── Text passage ──
Even with these endorsements, the obstacles O'Connor and other white candidates face in earning the trust of minorities may remain huge.

That was clear as Gabrieli waved to passing cars not far from a billboard advertising WIGS HAIR SUPPLIES GOLD JEWELRY. Emerging from a parking lot in a dark, dented Oldsmobile, a middle-aged black woman extended an arm and called out: "Are you Chris? Are you Chris?"

"Yes, I am," Gabrieli replied, hopefully.

"What're you gonna do for us?" she asked, not waiting for an answer but simply driving off, an upraised palm still hanging ponderously from the window.


Is it possible for a candidate to be both Too Gay and Not Gay Enough? Ask Susan Tracy, whose once-promising campaign is finishing a long, sad fizzle.

A few months ago, the former Brighton state representative seemed a potential dark horse in the race. Short and gentle-faced, with a knowing wink, Tracy was an honest and experienced pol admired in both the working-class and liberal-activist worlds.

But those days are gone. Tracy showed just 6 percent of the vote in an August Herald poll, and a Globe survey last week showed her at a piddling 3 percent.
───
=== Goals ===
A) Answer these questions from the campaign excerpt:
(i) What kind of car did the middle-aged woman drive out of the parking lot?
(ii) What share of the vote did Tracy show in the August Herald poll?
(iii) What office had Tracy previously held?
B) Quote the campaign excerpt starting at "That was clear" and ending at "from the window.".
── Supplied data ──
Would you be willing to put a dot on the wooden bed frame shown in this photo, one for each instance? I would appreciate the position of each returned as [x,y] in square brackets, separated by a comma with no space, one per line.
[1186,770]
───
=== Final results ===
A)
(i) A dark, dented Oldsmobile.
(ii) 6 percent.
(iii) Brighton state representative.

B)
That was clear as Gabrieli waved to passing cars not far from a billboard advertising WIGS HAIR SUPPLIES GOLD JEWELRY. Emerging from a parking lot in a dark, dented Oldsmobile, a middle-aged black woman extended an arm and called out: "Are you Chris? Are you Chris?"

"Yes, I am," Gabrieli replied, hopefully.

"What're you gonna do for us?" she asked, not waiting for an answer but simply driving off, an upraised palm still hanging ponderously from the window.